§ **PAGE EXTRACT**
Every Wednesday evening in Ottawa’s south end, a diverse group of children clomp their way down a narrow flight of stairs to a below-ground martial arts dojo called 100% Martial Arts. They are here to learn Jiu-jitsu.
The underground studio is softly lit and industrial-chic. There are jet black pipes above and a faux brick wall along the left side of the dojo. Ceiling-to-floor mirrors adorn one entire wall and punching bags dangle from wooden beams. The place was recently renovated, with some of the staff and its hardcore martial artists helping out.
“I helped do the bricks,” one of those patrons, Stephanie Schreiber, tells me. “Oh, and the floors, as well.” Schreiber, wearing a black gi, the traditional smoothed cotton outfit of martial arts, with a black belt cinched around her waist, stands in front of the children, who are mostly wearing blue gi and yellow belts. Schreiber, in her early 40s with shoulder-length dark hair and serene brown eyes, exudes a calm energy and makes everyone around her feel a little more at peace with the world. She moves easily with purpose and commands the room when she stands. It’s a useful demeanour when dealing with children. They are seated on the thick, dark grey mats which cover most of the floor in the dojo, looking up at Schreiber with wide eyes. They have come to learn Jiu-jitsu, and Schreiber is their sempai, their teacher.
The dojo is normally a serious place where people learn combat skills, but when Schreiber is here with the children, the mood is completely different. There’s laughter and excitement. The kids are adorable in their baggy outfits. Schreiber eases them through a series of movements. Today they’re learning how to deflect a punch and put an attacker on the ground. Schreiber demonstrates the technique several times with an assistant, then pairs the children up and guides each set through slow-motion versions of the moves.
“I’m a mom,” Schreiber tells me while having coffee in the spacious kitchen of the large south-end house she shares with her husband, Steve, and two teenagers. “Teaching kids comes naturally to me. It’s the adults I have to keep my eye on.”
Schreiber’s own children, Anna, 13 and Max, 15, are both students at the dojo. So is her husband Steve, who is also a Jiu-jitsu blackbelt by night and a government IT consultant during the day. “Stephanie is badass when she gets going,” he told me. “Don’t let her friendly mom persona trick you. She’s basically Wonder Woman.”
Schreiber never set out to earn a black belt, which is the top of the food chain in martial arts. She started Jiu-jitsu six years ago as a white belt, the very first level.

§ **LISTED ENTRIES**
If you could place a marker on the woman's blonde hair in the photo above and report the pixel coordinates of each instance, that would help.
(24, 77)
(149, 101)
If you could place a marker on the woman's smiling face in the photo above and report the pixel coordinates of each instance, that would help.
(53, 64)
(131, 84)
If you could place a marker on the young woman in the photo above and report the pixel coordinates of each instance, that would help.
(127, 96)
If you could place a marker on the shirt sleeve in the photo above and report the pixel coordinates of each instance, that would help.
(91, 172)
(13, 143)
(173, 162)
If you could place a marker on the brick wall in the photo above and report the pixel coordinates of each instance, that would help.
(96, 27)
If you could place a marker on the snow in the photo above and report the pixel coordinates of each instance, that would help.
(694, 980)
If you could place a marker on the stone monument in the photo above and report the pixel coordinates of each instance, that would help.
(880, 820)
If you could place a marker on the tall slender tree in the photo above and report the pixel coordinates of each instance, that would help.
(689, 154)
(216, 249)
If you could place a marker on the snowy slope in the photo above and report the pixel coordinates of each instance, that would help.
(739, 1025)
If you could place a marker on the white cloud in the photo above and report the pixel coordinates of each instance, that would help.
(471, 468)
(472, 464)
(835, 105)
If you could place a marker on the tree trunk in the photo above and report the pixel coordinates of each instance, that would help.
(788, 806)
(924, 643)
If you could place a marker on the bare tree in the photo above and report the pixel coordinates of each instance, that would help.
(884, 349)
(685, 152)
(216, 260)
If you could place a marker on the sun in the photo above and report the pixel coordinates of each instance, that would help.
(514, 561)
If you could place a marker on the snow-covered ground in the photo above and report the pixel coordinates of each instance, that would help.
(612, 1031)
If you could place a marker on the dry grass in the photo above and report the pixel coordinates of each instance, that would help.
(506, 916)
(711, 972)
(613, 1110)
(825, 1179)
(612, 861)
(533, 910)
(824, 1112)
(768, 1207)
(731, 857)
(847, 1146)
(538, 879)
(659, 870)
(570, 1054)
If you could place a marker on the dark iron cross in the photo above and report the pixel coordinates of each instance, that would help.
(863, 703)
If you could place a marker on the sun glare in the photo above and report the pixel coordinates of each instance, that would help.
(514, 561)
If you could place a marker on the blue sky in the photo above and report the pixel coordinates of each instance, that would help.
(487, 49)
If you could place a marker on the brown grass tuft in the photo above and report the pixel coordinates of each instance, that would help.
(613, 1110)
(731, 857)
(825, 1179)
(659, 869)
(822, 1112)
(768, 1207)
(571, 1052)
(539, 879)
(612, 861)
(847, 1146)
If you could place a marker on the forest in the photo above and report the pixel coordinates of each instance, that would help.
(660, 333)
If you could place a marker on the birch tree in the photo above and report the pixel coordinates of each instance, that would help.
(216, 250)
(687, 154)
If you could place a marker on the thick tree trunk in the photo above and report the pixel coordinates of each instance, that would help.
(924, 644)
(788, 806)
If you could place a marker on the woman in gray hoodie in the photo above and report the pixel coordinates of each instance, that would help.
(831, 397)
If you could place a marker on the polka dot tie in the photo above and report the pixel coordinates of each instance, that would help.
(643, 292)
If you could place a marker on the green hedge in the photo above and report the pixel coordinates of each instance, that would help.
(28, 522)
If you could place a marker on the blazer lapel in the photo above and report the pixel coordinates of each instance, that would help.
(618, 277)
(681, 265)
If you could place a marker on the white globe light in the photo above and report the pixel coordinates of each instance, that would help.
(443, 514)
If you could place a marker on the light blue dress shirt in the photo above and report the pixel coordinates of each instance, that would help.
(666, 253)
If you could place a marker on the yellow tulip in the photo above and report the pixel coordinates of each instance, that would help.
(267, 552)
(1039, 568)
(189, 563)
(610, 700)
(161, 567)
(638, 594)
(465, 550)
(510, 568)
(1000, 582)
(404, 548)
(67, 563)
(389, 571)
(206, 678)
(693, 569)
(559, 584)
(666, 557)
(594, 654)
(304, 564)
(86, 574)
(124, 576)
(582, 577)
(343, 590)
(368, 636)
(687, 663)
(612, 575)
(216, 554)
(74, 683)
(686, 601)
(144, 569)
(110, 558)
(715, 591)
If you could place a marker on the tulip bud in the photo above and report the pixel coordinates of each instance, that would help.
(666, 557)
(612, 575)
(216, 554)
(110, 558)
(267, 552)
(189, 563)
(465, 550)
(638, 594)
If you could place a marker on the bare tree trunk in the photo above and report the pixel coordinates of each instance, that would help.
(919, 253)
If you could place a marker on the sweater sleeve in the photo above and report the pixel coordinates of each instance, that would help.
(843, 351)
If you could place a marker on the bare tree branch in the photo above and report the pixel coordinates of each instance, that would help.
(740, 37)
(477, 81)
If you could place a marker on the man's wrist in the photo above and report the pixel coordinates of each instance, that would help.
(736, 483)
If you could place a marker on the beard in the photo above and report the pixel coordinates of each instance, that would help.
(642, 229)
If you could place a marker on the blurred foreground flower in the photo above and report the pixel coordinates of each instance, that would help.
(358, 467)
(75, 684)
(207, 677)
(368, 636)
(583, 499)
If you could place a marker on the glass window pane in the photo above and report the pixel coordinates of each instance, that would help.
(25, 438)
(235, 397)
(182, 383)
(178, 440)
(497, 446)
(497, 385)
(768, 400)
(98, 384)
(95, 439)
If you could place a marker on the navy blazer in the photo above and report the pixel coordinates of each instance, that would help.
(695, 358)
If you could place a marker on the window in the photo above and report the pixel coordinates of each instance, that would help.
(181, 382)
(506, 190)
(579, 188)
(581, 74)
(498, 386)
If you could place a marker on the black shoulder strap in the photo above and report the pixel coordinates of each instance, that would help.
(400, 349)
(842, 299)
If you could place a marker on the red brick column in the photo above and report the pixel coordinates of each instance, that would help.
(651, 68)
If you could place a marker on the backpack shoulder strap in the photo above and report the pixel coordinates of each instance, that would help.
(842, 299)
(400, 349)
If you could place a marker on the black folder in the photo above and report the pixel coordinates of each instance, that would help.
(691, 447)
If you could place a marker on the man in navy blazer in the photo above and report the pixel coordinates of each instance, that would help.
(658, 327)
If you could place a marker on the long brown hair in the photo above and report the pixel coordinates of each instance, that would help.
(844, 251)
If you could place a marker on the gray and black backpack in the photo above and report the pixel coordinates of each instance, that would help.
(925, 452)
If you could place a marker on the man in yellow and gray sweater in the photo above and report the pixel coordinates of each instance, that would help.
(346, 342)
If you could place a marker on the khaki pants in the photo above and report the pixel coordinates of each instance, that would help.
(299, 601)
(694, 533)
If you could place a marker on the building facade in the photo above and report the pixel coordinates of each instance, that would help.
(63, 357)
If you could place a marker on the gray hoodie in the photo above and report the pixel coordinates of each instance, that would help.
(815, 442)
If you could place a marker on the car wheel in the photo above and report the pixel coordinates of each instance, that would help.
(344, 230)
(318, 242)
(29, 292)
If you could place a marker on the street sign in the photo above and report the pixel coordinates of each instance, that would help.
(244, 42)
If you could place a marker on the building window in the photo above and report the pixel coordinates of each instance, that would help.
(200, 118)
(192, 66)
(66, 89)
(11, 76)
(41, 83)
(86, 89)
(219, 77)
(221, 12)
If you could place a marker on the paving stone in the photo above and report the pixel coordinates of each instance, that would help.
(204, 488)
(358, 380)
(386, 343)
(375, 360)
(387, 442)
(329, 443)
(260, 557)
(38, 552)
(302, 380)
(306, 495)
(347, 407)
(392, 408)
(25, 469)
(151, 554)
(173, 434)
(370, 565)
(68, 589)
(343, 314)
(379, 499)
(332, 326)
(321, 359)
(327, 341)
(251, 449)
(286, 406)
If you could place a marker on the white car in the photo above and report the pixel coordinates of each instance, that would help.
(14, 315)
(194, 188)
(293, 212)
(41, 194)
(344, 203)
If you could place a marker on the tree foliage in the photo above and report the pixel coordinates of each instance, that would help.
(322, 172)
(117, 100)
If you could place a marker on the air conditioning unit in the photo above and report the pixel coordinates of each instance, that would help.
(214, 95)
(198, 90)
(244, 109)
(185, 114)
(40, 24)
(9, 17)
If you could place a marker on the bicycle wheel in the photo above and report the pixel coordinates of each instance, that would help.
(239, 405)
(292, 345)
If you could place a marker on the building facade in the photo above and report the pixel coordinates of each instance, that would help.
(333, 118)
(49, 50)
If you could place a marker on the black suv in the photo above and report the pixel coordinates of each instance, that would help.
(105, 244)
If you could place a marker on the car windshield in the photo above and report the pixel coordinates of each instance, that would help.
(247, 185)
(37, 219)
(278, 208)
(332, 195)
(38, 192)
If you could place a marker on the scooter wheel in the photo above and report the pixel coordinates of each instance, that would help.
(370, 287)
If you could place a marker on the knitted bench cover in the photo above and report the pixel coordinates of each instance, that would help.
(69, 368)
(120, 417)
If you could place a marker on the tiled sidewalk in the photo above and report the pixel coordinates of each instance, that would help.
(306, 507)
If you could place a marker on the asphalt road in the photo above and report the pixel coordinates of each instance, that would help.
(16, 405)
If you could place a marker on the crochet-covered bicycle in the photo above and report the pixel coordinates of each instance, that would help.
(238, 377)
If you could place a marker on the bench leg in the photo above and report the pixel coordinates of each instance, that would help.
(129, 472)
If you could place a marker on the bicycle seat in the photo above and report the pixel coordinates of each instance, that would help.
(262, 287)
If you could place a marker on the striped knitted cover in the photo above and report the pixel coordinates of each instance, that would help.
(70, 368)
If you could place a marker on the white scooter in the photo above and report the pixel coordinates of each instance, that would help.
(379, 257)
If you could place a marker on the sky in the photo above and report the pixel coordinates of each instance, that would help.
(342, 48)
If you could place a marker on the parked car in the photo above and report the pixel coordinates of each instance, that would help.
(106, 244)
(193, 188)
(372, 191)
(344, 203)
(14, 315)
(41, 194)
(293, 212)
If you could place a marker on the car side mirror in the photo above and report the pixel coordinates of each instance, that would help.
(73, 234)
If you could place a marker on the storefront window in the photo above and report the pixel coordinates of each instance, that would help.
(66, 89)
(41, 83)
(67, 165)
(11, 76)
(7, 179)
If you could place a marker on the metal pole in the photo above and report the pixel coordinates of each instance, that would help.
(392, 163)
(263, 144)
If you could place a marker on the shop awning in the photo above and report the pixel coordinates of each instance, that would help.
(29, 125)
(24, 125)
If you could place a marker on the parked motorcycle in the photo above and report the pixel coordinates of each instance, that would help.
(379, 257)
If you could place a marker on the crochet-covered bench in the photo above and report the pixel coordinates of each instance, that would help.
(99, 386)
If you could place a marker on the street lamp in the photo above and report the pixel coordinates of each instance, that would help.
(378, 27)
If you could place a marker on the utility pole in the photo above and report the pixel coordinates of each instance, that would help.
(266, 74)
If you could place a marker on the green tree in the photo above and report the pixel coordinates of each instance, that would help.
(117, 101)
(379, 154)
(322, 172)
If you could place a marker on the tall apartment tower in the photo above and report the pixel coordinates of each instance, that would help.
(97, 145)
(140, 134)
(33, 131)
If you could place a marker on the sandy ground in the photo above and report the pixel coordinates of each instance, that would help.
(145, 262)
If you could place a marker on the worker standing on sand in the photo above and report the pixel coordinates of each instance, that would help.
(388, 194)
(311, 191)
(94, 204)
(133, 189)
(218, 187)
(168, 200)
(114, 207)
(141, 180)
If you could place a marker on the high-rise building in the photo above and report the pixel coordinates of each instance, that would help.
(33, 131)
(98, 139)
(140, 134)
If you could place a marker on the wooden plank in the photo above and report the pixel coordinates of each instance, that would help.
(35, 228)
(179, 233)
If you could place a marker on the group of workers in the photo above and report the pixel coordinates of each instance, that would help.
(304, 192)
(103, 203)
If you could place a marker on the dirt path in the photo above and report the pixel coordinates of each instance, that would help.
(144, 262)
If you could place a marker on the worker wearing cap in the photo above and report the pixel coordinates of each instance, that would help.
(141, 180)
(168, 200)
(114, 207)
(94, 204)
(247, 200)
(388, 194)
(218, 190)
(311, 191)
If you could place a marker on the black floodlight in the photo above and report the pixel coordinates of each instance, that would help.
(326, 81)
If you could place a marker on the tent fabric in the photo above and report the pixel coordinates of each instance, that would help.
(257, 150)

§ **ACTIONS TO TAKE**
**A.** Retype the passage of the Ottawa dojo article between "Every Wednesday evening" and "artists helping out.", inclusive.
**B.** Using the Ottawa dojo article, answer these questions:
(i) What is the name of the dojo where the children learn Jiu-jitsu?
(ii) What does Steve do during the day?
(iii) How long ago did Stephanie Schreiber start Jiu-jitsu, and at what level?

§ **OUTPUTS IN ORDER**
**A.**
Every Wednesday evening in Ottawa’s south end, a diverse group of children clomp their way down a narrow flight of stairs to a below-ground martial arts dojo called 100% Martial Arts. They are here to learn Jiu-jitsu.
The underground studio is softly lit and industrial-chic. There are jet black pipes above and a faux brick wall along the left side of the dojo. Ceiling-to-floor mirrors adorn one entire wall and punching bags dangle from wooden beams. The place was recently renovated, with some of the staff and its hardcore martial artists helping out.

**B.**
(i) 100% Martial Arts.
(ii) He is a government IT consultant.
(iii) Six years ago, as a white belt.